| WHAT IS EXPECTED |
Reproduce the data verbatim, beginning with the line containing "Task: Could you identify the woman in the" and ending with the line containing "<point>151,659</point>", with both of those lines included.

| DATA FOR PROCESSING |
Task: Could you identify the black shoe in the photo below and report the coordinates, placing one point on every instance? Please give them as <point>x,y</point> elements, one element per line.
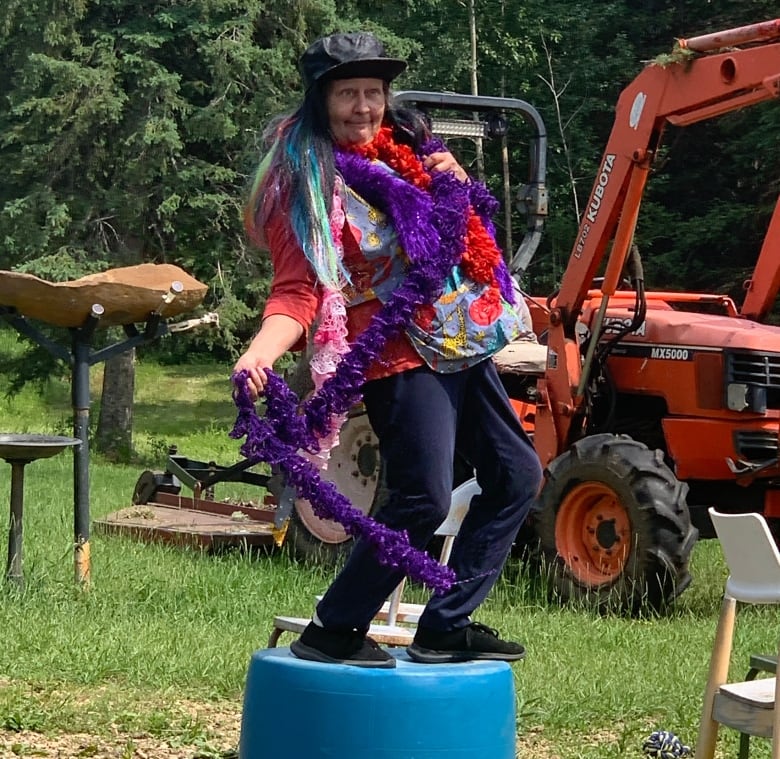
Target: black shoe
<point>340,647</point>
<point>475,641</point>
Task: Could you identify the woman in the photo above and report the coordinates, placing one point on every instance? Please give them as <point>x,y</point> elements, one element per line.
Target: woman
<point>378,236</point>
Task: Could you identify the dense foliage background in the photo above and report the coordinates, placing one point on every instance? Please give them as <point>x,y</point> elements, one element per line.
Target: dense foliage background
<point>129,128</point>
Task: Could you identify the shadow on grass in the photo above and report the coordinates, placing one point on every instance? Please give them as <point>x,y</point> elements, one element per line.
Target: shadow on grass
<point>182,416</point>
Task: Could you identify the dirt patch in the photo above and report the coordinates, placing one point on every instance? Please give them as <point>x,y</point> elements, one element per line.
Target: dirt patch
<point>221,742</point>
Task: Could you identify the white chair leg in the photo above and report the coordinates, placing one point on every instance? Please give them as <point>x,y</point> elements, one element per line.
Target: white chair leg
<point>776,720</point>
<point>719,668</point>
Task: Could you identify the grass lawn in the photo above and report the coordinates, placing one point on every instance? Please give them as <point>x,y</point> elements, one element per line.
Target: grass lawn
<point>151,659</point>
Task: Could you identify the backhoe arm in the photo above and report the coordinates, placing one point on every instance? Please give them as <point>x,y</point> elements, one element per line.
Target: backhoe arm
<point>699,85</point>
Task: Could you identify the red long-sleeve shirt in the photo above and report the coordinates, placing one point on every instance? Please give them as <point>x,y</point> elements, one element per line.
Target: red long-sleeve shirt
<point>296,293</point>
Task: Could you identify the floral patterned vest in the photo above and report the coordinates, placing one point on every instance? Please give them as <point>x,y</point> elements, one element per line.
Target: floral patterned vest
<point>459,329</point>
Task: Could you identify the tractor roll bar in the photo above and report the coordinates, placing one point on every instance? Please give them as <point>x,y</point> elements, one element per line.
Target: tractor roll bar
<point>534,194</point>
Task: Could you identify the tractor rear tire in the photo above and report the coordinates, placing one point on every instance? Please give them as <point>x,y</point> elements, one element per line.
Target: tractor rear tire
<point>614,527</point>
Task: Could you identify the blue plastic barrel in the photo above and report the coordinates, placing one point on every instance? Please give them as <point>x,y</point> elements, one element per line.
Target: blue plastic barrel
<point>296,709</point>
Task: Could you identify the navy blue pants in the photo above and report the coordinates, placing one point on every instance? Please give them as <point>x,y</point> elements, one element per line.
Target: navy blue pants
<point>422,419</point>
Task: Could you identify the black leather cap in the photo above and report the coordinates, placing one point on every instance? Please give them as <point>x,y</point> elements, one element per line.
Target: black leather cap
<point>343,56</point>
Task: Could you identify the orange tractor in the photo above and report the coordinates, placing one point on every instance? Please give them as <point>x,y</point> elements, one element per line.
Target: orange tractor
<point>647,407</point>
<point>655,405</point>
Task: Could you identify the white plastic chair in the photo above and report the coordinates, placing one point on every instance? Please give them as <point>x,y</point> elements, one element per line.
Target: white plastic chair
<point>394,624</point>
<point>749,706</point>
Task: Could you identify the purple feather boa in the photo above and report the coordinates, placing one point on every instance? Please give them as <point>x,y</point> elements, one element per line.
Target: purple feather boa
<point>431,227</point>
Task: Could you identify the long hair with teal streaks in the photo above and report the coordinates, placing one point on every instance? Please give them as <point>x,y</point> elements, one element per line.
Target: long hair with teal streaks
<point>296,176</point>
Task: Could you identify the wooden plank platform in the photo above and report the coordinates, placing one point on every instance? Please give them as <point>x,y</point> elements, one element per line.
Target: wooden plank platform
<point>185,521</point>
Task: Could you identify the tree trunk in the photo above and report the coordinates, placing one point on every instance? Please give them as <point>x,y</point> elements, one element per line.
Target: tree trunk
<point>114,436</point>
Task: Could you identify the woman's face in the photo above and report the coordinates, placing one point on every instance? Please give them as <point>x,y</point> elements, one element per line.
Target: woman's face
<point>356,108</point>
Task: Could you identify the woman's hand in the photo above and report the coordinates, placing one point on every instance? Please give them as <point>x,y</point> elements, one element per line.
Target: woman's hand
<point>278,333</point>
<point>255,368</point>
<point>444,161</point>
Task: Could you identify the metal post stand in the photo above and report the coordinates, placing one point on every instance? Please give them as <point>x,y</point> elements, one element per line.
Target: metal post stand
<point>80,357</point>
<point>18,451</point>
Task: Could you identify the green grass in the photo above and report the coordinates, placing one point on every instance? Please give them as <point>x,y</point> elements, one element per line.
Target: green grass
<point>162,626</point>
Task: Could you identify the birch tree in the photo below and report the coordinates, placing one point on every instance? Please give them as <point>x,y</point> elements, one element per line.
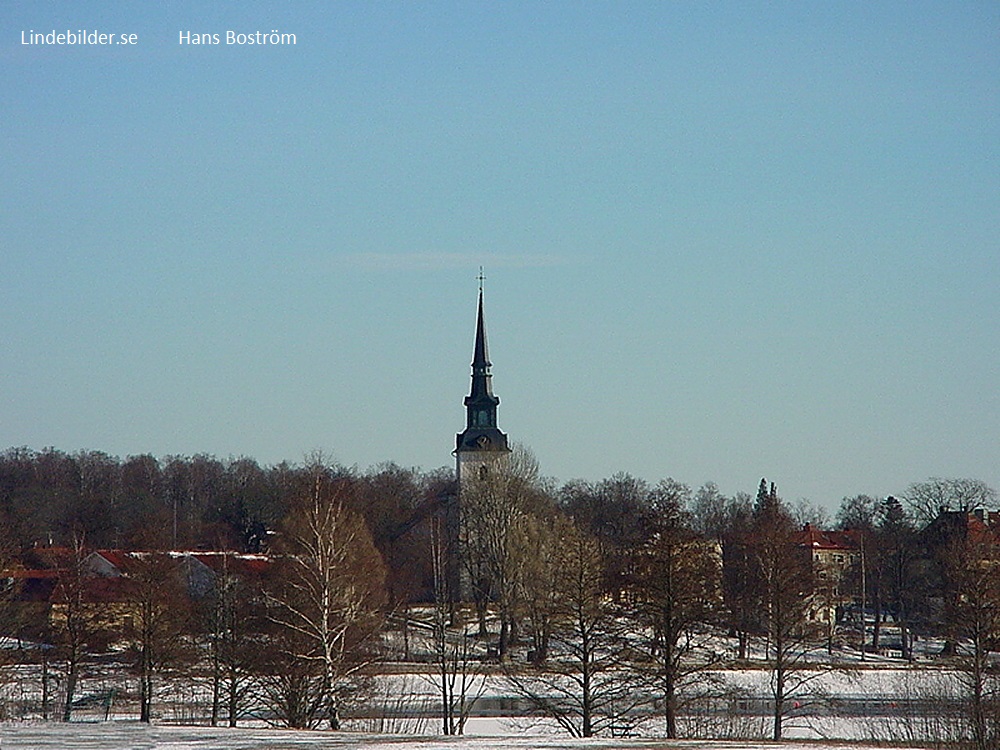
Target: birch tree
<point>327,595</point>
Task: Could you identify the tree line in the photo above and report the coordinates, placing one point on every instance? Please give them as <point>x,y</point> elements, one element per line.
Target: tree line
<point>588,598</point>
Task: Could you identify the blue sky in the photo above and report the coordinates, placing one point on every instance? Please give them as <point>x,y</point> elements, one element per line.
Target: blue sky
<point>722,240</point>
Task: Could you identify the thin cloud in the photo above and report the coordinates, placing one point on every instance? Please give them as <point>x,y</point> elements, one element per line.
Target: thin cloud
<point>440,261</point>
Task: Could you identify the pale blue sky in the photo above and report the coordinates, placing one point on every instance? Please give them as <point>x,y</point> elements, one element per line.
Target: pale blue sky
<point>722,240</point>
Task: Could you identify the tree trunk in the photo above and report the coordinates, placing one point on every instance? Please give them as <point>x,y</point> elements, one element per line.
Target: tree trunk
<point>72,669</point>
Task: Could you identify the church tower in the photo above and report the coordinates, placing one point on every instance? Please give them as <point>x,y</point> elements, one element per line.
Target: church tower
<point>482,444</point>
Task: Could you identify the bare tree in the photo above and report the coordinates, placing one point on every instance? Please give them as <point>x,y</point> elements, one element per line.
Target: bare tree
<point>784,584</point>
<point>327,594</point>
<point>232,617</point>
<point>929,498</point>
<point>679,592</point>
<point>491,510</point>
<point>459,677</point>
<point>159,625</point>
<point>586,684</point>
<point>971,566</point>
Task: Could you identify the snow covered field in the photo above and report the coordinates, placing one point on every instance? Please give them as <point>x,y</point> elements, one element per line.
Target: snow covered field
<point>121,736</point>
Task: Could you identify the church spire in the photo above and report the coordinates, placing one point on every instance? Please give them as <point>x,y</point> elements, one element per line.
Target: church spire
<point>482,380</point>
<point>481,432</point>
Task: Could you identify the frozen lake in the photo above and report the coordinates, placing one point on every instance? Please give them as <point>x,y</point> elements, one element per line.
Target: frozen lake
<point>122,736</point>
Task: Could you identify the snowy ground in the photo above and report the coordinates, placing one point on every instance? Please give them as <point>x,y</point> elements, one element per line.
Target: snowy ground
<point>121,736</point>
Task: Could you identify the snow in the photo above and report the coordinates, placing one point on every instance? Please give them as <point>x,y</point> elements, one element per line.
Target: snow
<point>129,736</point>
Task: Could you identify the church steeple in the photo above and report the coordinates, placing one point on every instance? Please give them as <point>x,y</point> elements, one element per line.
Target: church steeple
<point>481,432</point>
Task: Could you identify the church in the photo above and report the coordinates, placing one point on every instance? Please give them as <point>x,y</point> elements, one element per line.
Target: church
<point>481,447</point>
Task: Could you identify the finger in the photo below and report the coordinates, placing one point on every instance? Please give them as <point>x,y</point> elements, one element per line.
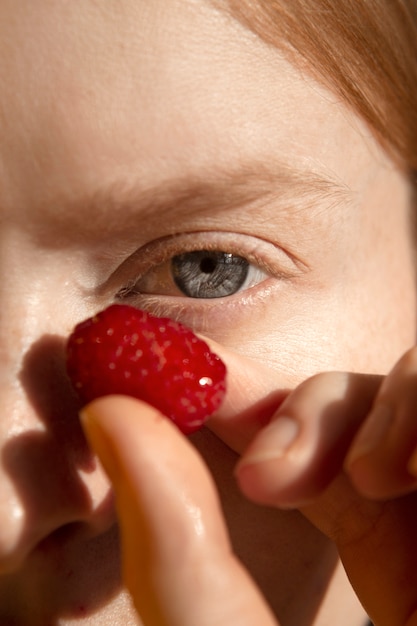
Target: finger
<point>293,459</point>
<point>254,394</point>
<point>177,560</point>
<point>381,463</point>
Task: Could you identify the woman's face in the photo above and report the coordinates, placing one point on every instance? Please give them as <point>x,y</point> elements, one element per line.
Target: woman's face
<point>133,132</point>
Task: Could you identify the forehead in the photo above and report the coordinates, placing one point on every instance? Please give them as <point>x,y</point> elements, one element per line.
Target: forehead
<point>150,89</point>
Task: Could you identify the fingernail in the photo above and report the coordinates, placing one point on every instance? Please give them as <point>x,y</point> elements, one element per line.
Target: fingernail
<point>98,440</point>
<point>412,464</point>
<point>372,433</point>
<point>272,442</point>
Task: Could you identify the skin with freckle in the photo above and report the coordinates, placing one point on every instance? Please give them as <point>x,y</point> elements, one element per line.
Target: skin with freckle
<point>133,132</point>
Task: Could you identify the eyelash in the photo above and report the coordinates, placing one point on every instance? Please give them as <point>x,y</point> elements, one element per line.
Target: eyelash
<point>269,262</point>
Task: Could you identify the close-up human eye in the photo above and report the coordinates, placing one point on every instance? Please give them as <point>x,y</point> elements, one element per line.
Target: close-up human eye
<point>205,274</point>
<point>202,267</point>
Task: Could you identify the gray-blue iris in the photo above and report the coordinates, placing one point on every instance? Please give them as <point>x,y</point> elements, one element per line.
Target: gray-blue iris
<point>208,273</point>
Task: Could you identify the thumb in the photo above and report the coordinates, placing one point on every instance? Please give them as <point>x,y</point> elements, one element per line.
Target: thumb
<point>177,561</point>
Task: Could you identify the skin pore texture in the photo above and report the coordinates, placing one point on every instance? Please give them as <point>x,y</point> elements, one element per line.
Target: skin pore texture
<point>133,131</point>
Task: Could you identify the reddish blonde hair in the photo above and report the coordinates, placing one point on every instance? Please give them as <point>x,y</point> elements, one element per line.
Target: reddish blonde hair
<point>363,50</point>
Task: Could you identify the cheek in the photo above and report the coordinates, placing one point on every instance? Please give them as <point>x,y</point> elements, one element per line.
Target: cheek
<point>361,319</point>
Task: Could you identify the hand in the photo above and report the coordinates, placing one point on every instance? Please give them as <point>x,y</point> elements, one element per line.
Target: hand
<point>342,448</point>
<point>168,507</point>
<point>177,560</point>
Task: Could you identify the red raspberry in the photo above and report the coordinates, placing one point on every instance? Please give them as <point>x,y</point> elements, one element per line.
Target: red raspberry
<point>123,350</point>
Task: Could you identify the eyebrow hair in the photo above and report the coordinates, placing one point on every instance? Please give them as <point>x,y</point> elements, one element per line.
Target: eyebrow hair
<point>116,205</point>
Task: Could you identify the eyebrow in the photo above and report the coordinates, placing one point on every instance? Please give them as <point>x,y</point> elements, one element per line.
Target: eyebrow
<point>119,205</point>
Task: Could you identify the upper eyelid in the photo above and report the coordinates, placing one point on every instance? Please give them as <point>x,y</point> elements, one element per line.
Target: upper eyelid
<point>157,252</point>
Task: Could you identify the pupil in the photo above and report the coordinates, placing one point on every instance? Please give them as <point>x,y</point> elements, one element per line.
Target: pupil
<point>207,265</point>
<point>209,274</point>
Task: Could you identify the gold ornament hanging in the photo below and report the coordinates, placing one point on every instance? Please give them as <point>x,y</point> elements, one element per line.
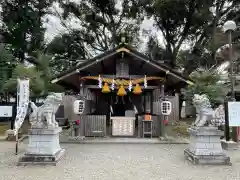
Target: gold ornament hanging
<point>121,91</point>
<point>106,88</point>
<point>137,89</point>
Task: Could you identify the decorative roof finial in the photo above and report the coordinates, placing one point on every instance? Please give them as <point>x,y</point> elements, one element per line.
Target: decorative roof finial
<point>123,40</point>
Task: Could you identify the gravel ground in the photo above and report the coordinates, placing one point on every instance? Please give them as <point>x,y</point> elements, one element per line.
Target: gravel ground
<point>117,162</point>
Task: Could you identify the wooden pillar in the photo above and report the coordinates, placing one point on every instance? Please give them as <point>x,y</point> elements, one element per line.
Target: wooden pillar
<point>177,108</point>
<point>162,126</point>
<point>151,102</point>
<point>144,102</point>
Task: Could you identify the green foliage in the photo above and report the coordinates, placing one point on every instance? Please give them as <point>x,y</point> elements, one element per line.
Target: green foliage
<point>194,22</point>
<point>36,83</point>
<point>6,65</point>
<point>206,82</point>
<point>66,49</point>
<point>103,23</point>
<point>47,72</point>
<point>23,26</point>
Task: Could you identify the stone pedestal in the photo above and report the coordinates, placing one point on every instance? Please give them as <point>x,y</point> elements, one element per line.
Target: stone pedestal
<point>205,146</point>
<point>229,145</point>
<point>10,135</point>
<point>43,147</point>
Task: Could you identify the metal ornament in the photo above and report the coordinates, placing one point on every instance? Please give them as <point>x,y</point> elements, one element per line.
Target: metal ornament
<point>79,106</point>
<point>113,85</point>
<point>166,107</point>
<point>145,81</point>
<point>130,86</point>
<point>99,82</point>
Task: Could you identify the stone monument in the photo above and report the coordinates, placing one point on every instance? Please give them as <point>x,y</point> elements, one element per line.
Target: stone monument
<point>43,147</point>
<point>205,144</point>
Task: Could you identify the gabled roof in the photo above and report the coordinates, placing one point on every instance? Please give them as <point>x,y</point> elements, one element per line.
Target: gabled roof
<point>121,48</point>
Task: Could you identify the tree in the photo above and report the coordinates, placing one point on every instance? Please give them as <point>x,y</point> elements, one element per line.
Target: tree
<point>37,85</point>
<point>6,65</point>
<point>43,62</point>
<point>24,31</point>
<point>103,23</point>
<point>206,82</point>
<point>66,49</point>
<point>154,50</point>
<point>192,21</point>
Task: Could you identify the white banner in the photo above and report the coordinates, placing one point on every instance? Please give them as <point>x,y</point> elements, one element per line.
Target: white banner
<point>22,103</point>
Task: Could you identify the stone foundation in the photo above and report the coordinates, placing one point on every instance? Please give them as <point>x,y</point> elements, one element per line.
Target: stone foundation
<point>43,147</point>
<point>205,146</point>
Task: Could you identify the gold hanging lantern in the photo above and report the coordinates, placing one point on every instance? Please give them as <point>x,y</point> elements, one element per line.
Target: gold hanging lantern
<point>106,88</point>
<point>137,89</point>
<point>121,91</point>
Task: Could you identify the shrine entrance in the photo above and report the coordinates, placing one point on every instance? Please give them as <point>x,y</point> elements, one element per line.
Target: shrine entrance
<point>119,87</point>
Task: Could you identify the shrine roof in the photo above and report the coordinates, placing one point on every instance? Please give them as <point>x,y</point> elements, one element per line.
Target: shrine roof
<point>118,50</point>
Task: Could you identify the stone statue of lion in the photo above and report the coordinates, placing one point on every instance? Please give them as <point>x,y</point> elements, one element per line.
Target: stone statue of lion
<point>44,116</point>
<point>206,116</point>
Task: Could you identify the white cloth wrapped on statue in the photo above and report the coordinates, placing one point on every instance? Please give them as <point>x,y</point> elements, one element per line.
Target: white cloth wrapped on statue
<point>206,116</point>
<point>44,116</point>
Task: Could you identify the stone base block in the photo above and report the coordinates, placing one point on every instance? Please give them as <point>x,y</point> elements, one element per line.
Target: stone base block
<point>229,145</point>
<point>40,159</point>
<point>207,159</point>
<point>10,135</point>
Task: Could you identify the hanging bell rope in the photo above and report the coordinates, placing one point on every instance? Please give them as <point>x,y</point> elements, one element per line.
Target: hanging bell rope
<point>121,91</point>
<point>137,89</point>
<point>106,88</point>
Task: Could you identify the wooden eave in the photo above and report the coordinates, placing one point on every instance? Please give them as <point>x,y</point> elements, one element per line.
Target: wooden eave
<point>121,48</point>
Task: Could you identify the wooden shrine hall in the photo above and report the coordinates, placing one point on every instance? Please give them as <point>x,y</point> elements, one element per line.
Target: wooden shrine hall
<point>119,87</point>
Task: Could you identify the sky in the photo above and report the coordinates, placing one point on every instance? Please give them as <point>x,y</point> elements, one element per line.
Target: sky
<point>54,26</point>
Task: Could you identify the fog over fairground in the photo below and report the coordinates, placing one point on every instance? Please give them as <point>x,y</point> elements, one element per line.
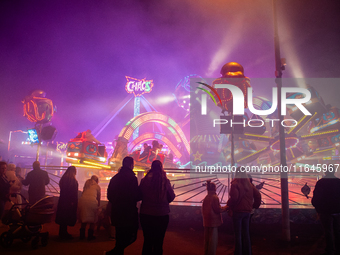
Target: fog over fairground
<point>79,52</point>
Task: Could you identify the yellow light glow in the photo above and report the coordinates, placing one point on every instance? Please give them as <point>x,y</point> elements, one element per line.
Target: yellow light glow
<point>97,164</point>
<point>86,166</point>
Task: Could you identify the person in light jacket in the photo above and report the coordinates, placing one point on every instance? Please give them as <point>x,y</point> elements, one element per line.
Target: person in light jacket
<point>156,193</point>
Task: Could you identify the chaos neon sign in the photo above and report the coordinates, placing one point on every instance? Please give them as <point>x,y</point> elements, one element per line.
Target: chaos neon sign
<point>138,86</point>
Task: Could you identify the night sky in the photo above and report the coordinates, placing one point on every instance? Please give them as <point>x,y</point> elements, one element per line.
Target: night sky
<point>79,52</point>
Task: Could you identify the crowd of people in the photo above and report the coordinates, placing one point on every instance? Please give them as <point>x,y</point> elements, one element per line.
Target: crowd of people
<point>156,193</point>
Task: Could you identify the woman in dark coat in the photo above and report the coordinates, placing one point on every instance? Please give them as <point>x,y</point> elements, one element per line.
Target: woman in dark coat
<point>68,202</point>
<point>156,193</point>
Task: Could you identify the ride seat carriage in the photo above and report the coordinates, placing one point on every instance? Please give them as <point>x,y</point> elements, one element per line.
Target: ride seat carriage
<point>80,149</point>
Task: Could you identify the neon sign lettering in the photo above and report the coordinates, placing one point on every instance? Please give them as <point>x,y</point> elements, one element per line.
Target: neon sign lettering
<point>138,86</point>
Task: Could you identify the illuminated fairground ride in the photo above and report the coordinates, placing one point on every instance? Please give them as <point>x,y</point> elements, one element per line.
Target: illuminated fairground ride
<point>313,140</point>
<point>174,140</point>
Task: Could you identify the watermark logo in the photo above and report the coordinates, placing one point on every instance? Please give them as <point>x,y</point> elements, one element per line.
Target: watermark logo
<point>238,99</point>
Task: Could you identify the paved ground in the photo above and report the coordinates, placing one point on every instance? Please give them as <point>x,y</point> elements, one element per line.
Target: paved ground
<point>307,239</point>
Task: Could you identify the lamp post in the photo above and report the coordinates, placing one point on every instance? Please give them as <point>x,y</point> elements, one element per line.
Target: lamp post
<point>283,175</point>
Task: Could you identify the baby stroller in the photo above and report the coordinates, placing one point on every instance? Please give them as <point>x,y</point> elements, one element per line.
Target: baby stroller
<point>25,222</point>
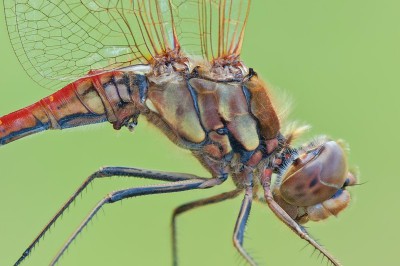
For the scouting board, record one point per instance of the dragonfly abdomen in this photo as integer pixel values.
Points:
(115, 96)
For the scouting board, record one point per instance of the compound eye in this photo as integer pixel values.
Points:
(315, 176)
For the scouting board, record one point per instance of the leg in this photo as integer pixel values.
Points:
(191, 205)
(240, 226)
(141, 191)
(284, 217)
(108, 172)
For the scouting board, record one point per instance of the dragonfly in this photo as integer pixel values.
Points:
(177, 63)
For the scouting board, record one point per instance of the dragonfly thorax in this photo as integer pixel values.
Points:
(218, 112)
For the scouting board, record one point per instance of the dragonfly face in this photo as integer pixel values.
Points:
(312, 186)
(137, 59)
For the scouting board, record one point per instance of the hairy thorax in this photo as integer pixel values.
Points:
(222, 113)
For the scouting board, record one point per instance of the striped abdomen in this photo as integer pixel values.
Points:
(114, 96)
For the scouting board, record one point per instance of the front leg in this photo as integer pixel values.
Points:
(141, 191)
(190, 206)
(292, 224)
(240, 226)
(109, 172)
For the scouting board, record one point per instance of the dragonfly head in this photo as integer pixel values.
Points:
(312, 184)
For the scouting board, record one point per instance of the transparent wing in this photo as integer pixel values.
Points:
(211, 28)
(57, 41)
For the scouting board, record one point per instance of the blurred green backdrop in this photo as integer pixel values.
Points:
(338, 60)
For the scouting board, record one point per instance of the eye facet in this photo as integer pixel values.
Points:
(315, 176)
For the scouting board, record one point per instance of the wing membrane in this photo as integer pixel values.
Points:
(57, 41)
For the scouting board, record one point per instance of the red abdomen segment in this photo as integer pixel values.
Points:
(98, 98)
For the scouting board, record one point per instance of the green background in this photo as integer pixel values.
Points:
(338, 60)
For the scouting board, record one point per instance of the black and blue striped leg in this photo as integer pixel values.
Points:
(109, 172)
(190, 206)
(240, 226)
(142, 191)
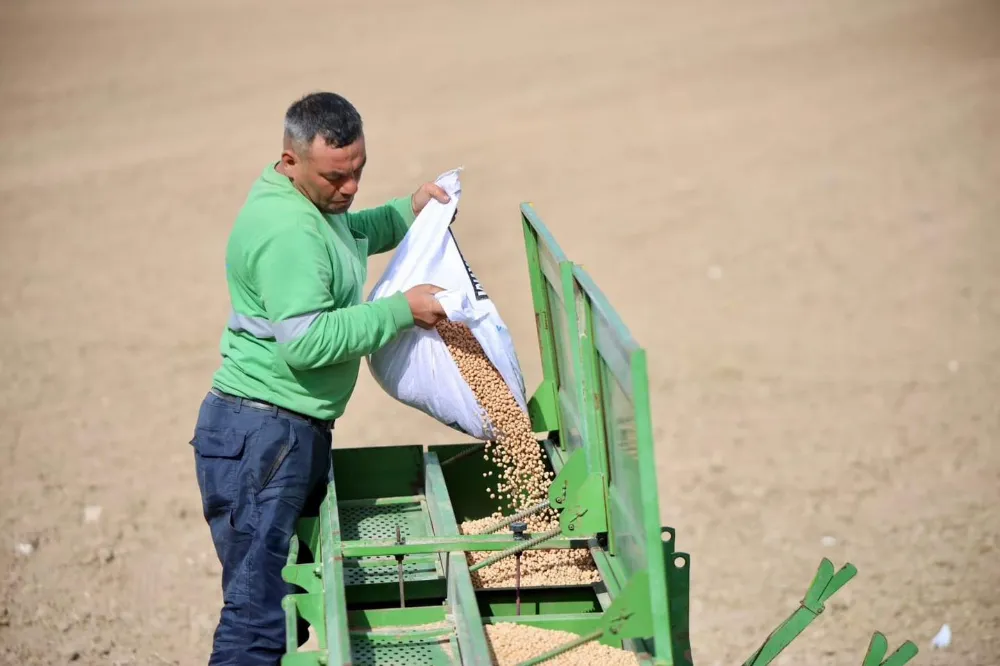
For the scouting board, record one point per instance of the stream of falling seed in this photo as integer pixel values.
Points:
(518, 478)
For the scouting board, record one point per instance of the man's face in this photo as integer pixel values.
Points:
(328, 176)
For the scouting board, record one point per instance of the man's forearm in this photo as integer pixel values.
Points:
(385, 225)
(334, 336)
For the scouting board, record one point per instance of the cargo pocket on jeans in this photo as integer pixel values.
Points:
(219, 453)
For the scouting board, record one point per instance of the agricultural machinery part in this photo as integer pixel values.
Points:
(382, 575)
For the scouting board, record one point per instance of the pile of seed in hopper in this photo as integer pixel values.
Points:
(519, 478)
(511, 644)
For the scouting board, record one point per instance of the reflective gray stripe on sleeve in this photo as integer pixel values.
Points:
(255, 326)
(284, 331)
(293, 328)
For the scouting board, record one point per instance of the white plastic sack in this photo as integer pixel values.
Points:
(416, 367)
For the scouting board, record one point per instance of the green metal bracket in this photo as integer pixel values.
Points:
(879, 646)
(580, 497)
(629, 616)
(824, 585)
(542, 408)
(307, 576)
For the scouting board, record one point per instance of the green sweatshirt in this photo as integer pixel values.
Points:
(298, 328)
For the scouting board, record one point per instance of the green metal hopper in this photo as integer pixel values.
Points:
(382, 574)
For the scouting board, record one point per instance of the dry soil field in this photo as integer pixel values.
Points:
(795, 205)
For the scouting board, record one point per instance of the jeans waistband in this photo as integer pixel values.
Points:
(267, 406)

| WRITTEN RESPONSE |
Task: Could you identify the woman in the photo above and report the coordinates, placing one point on every instance? Please give them as <point>x,y</point> elements, one element per line.
Target: woman
<point>378,236</point>
Task: Could you identify the dense foliage background in the photo above and report the coordinates, placing one point on every instance? Please give them as <point>x,y</point> elements, one element per line.
Target: dense foliage background
<point>129,128</point>
Task: Could you identify the shadow on grass in the photo above and report the coordinates, placing one point on every instance? Please give them as <point>x,y</point> elements, one element per line.
Target: shadow on grass
<point>182,416</point>
Task: Could you identify the dirt patch in the photo above and report the coordinates, placing one point on every instance? Please give them as <point>x,y</point> elements, one element per line.
Target: dirt patch
<point>221,742</point>
Task: Could you identify the white chair leg in the photo above and report the coordinates, placing one point on every instance? Please give them as <point>x,y</point> elements, one element per line.
Target: white chair leg
<point>776,720</point>
<point>719,668</point>
Task: Could you identify the grass lawn in the photo above and report the coordinates, placing one point on every instance? Please give them as <point>x,y</point> elements, one element per line.
Target: grass lawn
<point>151,659</point>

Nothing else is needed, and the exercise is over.